##### Excerto do documento #####

Tendo em conta o resultado do tratamento da questão anterior, a factualidade a ter em conta para apreciação da pretensão dos recorrentes é a que consta dos factos dados como provados na sentença recorrida e que são os seguintes (transcrição):
«1. Por contrato celebrado a 1 de Março de 2015, a Autora deu de arrendamento aos Réus, o rés-do-chão direito, Habitação 04, para habitação, sito na Rua ..., ..., freguesia ..., concelho ..., fracção inscrita na matriz predial com o n.º ...52... e descrita na Conservatória do Registo Predial da Maia sob o n.º 00...5/080589-NA, com o Alvará de licença de utilização n.º ...5/97, emitido a 25.08.1997, pela Câmara Municipal ....
2. O contrato de arrendamento, foi celebrado pelo prazo de um ano, renovável automática e sucessivamente por períodos de um ano, caso não fosse denunciado nos termos legais, e teve o seu início a 01 de Março de 2015.
3. A renda inicial acordada foi de 5.535,00 €, por ano, paga em duodécimos de 461,25 €, por transferência bancária, no primeiro dia útil a que respeitasse.
4. A renda actual é de 461,25 €.
5. Por carta registada em 28 de Fevereiro de 2022, a Autora enviou carta registada com aviso de recepção aos Réus, que a receberam, manifestando-lhe a oposição à renovação automática do contrato de arrendamento.
6. Os Réus em 7 de Fevereiro de 2023, responderam à Autora, por carta, confirmando o contrato de arrendamento, mas afirmando que o mesmo se estende até 1 de Março de 2025.
7. À data da celebração do contrato os Réus tinham mais de 65 anos.
8. À data da celebração do contrato os Réus já viviam no locado desde 2007.
9. O contrato de arrendamento datado de 2015 foi celebrado por vontade dos Réus.
10. A Autora sempre se revelou compreensiva face à situação de insolvência dos Réus e por isso, em 2007, anuiu na celebração do contrato de subarrendamento.
11. A Autora pretende vender o locado.
12. Os Réus pretenderam adquirir o locado à Autora no que a mesma anuiu.
13. Posteriormente desistiram da aquisição.
14. Desde a comunicação de oposição á renovação os Réus encontram-se num estado de pavor face à ideia de ficar sem casa.
15. A Ré perdeu a vontade de sair de casa, deixou de visitar a família e amigos e vive centrada no medo de morrer na rua.»
Sendo a seguinte, a factualidade não provada:
«1. A cláusula de vigência do contrato não foi objecto de negociação nem lhes foi explicada pela Autora.
2. A Autora sempre assegurou aos Réus que não necessitava do locado para habitação própria e que nunca iria colocar termo ao contrato.»

#####

» Tarefa do exercício 1
Segundo o excerto do documento, por que prazo foi celebrado o contrato de arrendamento?
» Tarefa do exercício 2
Enumere todas as datas completas (com dia, mês e ano) que aparecem no excerto do documento, indicando cada data uma única vez.
» Tarefa do exercício 3
Transcreva do excerto do documento o trecho que começa em "11. A Autora" e termina em "ficar sem casa.".

##### Dados fornecidos #####

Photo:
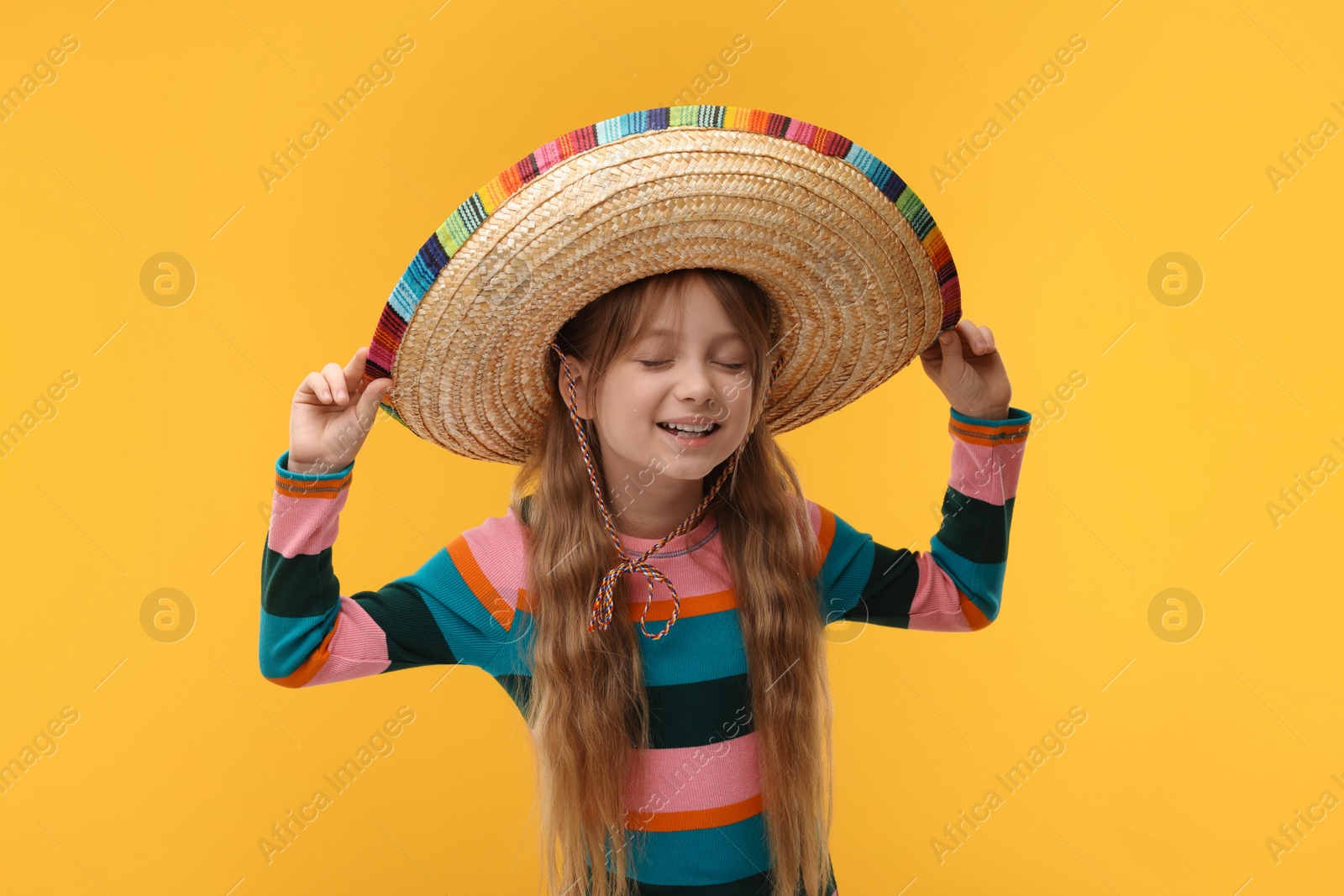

#####

» Resposta escrita 1
Pelo prazo de um ano, renovável automática e sucessivamente por períodos de um ano, caso não fosse denunciado nos termos legais.

» Resposta escrita 2
1 de Março de 2015; 25.08.1997; 28 de Fevereiro de 2022; 7 de Fevereiro de 2023; 1 de Março de 2025.

» Resposta escrita 3
11. A Autora pretende vender o locado.
12. Os Réus pretenderam adquirir o locado à Autora no que a mesma anuiu.
13. Posteriormente desistiram da aquisição.
14. Desde a comunicação de oposição á renovação os Réus encontram-se num estado de pavor face à ideia de ficar sem casa.